* begin RECORDS TO USE *

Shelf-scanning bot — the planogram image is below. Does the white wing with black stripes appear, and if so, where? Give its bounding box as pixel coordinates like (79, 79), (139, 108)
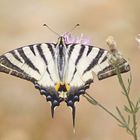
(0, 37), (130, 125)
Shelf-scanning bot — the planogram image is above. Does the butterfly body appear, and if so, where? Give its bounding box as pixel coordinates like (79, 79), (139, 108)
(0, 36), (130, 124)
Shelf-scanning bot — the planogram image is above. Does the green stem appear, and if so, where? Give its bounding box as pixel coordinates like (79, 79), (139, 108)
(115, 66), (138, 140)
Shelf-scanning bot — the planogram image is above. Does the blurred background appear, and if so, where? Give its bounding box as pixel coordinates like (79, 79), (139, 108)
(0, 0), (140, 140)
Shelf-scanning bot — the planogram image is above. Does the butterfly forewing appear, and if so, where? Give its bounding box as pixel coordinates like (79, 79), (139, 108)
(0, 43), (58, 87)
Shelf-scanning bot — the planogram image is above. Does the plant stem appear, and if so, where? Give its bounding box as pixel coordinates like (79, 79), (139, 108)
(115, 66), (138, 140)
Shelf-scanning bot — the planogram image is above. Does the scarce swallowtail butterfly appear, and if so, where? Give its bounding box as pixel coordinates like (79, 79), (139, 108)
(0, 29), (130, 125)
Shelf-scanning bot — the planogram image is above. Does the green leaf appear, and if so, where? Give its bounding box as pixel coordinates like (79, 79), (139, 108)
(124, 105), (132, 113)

* end RECORDS TO USE *
* begin RECORDS TO USE *

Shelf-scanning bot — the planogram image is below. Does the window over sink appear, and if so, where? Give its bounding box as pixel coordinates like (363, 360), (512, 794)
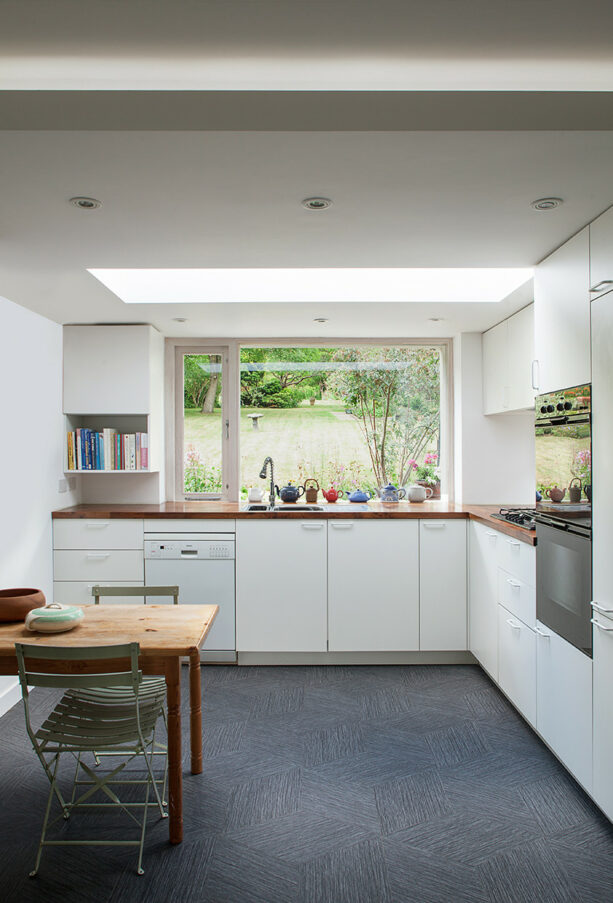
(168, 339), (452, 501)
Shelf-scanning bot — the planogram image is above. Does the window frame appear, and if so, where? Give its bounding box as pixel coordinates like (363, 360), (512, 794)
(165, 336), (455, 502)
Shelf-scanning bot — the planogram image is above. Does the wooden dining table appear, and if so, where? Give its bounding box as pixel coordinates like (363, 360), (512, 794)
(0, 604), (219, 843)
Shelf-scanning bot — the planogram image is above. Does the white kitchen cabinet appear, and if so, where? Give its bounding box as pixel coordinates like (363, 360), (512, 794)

* end RECORDS TO USE *
* begin RECORDS TO USE *

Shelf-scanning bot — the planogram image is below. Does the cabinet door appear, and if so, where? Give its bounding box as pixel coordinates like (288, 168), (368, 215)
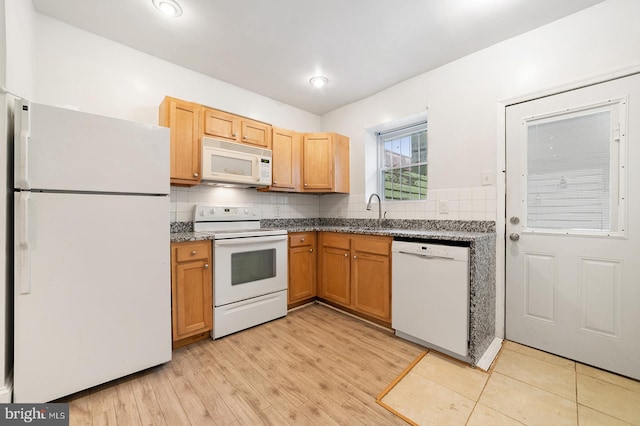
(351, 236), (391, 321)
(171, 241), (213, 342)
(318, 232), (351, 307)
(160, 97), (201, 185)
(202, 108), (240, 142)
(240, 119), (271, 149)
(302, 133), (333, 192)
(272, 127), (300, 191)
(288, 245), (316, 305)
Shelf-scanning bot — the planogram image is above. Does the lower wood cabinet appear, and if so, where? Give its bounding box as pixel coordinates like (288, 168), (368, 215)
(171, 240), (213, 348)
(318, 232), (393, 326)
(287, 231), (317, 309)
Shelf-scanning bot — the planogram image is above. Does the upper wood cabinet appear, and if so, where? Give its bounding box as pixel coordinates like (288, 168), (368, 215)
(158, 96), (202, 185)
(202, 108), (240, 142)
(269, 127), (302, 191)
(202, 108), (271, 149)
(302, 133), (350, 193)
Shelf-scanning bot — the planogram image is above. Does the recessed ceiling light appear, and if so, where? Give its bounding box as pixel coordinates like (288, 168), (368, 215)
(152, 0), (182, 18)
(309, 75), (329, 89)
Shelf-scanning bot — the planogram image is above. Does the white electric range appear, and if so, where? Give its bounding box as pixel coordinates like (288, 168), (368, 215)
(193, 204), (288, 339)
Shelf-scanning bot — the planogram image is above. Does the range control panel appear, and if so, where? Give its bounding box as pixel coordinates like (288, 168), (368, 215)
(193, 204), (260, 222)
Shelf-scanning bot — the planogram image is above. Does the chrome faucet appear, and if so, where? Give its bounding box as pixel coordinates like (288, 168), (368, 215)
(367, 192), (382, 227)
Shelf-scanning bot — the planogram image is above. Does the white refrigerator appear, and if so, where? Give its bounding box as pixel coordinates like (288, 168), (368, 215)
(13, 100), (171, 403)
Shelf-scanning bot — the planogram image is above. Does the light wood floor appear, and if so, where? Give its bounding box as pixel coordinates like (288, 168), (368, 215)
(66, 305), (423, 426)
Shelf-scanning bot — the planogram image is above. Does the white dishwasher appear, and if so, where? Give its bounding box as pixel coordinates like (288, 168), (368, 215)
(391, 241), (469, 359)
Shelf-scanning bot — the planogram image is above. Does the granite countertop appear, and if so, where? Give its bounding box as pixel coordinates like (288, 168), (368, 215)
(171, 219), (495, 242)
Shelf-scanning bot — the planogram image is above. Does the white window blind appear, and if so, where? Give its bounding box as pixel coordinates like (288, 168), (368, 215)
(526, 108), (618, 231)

* end RECORDS TO USE *

DIRECTIONS FOR THIS TASK.
Please output the lines of the listing exactly, starting with the line that contains "the butterfly forewing" and going on through the line that contains "(124, 105), (132, 113)", including both.

RESPONSE TO THIS TASK.
Shelf-scanning bot — the planogram image is above. Does the butterfly forewing appear, and if so, where? Give its bounding box as pixel coordinates like (79, 79), (139, 108)
(0, 43), (58, 87)
Shelf-scanning bot — the planogram image is above. Does the plant stem appear, and if so, where? Give its bounding box as pixel coordinates like (79, 79), (139, 108)
(115, 66), (138, 140)
Shelf-scanning bot — the planogram image is above. Does the scarce swallowtail butterfly appear, and if so, where? Give its bounding box as pixel coordinates like (79, 79), (139, 108)
(0, 29), (130, 125)
Shelf-scanning bot — the planogram image is above. Does the green leaf appear, and if so, where? Give its bounding box as pixel coordinates like (79, 79), (139, 108)
(124, 105), (132, 113)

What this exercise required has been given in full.